◆ Referring expression data:
Segment Open

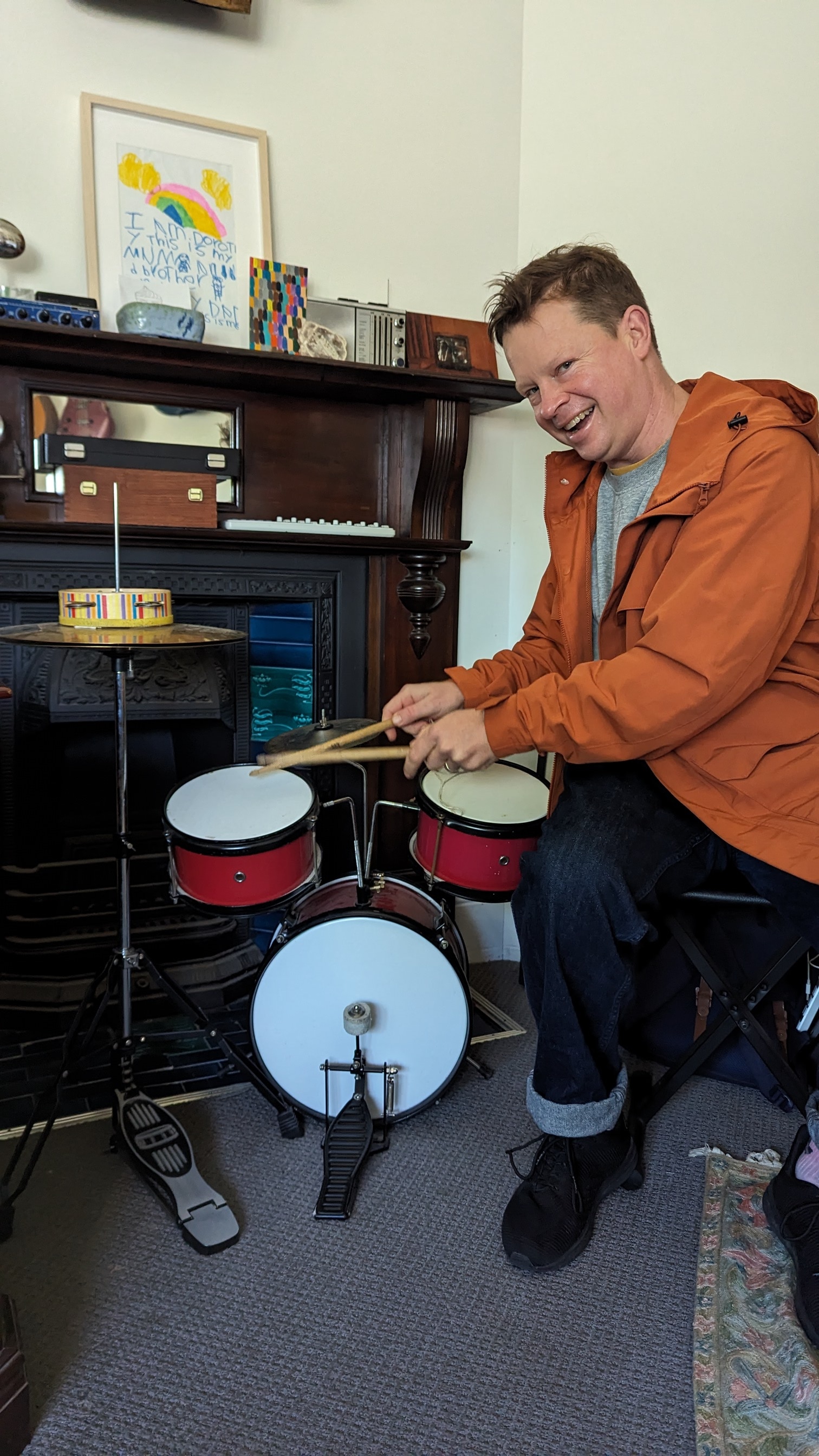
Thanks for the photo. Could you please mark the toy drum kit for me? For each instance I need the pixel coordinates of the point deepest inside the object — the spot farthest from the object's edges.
(362, 1014)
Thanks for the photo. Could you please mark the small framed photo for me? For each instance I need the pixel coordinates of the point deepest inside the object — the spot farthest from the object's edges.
(176, 207)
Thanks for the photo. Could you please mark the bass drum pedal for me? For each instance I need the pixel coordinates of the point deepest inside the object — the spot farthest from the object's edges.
(162, 1152)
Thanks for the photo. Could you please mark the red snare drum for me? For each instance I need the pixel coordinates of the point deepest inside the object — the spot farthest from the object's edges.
(474, 828)
(241, 843)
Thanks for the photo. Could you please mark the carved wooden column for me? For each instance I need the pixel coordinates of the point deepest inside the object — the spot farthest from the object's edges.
(436, 502)
(420, 592)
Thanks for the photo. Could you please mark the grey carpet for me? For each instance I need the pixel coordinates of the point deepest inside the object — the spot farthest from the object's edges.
(402, 1332)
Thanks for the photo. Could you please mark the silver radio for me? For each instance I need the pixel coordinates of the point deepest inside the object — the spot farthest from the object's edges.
(372, 333)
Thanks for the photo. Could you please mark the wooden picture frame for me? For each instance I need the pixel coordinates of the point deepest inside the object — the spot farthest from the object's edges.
(153, 155)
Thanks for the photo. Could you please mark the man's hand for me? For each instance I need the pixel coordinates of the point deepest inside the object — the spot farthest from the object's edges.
(458, 742)
(419, 704)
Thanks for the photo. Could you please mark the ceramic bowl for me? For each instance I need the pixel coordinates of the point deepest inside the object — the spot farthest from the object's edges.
(161, 321)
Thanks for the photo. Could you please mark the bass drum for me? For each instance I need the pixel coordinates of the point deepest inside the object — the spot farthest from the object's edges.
(404, 957)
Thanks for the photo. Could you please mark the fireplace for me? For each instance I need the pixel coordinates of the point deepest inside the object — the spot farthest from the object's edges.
(333, 623)
(188, 711)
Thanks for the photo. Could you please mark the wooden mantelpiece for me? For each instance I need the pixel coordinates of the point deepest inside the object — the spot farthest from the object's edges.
(210, 367)
(318, 439)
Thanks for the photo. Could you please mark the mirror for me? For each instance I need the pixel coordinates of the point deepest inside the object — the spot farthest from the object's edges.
(129, 420)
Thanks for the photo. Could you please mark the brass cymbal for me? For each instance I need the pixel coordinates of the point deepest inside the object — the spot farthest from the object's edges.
(313, 734)
(50, 634)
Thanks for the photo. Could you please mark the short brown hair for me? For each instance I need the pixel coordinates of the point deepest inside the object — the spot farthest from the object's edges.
(590, 277)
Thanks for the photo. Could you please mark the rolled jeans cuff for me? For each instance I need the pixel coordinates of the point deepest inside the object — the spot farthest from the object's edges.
(577, 1119)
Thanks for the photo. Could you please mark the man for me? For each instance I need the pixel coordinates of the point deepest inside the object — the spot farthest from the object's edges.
(671, 663)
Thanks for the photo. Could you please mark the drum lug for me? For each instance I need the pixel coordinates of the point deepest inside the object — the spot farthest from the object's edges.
(172, 873)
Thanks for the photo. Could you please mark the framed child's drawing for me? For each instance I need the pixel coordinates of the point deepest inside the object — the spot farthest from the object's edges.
(174, 209)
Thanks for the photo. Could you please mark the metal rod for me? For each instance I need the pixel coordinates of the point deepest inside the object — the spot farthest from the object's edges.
(121, 663)
(365, 816)
(332, 804)
(295, 760)
(115, 536)
(379, 804)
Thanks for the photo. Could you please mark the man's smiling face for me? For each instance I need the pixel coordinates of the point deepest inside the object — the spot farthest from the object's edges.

Segment Closed

◆ ABOUT THIS EXERCISE:
None of the pictures should appear; repeat the records exactly otherwise.

◆ TASK RESPONSE:
Thanks for the photo. Could you please mark the toy drum kit for me? For each instance I need the pixel coordinates of the point deepest inside the object — the spot farthest from the object's edges.
(362, 1014)
Thanks for the photo. Could you please mark the small framed photo for me? For each instance I need the pixel coordinates of the point deepest inside the object — the spot farthest from the object's edges.
(176, 207)
Thanks for the photo. Could you please mark the bass drum pedal for me? For each instance I need the pixel coordinates of the point deepest inside the object — the spot farthest from the object's edges.
(162, 1152)
Thanks for the photo. Could you please mark the red snare drum for me? For each instance I need the pixel coordinates of the point deepest inside the object — the spot farthest from the object's edges.
(474, 828)
(241, 843)
Thanks for the photo. Could you please mark the carved wooden column for me? For each instance I need the pixel coordinates of the point deepest inside the object — the spot farthest from the object's edges.
(436, 502)
(420, 592)
Thanks for the photo. Could you please mark the grey carpet for me? For each instance I need the pixel coordinates of the point deepest inside the object — the spot farthest from the object's edges.
(402, 1332)
Thanks for the photo. Could you please mark the silver radio for me? For each instance I need the pixel coordinates of the point deepest inside the object — the spot farthest from the object's edges.
(372, 333)
Thanks for the photo. Could you please mark the wooden picture frame for me? For each instance I need the pixel coordinates of the point deepest inside the object — the spot farthest from the object's edges.
(153, 155)
Thanks for the photo. Could you please mark the man's hand for me? For each instance I need the pixel coordinates of the point deepest inside the object — the spot farthest from the object's edges.
(458, 742)
(419, 704)
Thanks for the photo. Could you please mark the ceramic bowl for me? For each instance I need the pixel coordinates of the point deepest inside the object — the spot farthest from the object's edges.
(161, 321)
Thanks for the photo. Could you please mark the bass drum for me? For each instance I need the pixel coordinates of the point deepest inside the object — the spot farthest from the object's edges.
(404, 957)
Thanks for the photo. Could you please mark the fireplace for me? For each instance I need the pixel coordinates of the point deepest inside the object — the spot farthest from the object's edges.
(333, 623)
(188, 711)
Thanks for the photo. Could you please mark the wooden mantelpiece for me? For each instance I need the pixel coordinates of the point deepest inside the object — the spot farthest from the object's edges.
(210, 367)
(318, 439)
Thanks for the photo. Could you please mark the mirror for me? For each instance I need the pixel coordinates of the point deepest inside the object — the spot farthest from the object's edges.
(129, 420)
Thanks for the photo. Could you please mark the brass cymbal for me? For each instance I need the pixel coordinates of the point deepest inside the object — the spot farthest from the object's edges.
(313, 734)
(50, 634)
Thanks for the photo. Could you please mark the short brown hair for me? For each instance I need the pixel coordinates of the point deepest inside the object — the spot farthest from the object's edges.
(590, 277)
Thanks for the photo. Could you please mark the rolled jeans cuff for me? For each instance I need the pixel coordinates of the point deepest inside the object — the spot farthest from the object's edges.
(577, 1119)
Thanks for the photo. Could you please mark the man for me? For each instance I need the pixel coordinates of the point deepest inside the object — the spot farthest from the object's edges.
(671, 663)
Thanks for the photo. Could you please mark the drum lug for me? For each instance I need the pixel coordinates of the point deepest inside the object — the spot farthest from the object's edges.
(172, 873)
Thanks for the photo. Could you please mark the framed child's drawing for me? For each instance I need the pixel coordinates of the point deepest inside the object — the spot farthest from the object's edges.
(174, 209)
Thanks for the photo. Could you please mark the metal rod for me? For each instance I need the pixel coordinates of the point deepest inside the object — the spot farthest from the object's edges.
(121, 663)
(365, 816)
(332, 804)
(295, 760)
(115, 536)
(379, 804)
Thanks for the photo. Could you please mark the man's smiling face for me? For each instance I need the pixel coordinates of the point deepest inside the object — the spot farthest from the object's edges.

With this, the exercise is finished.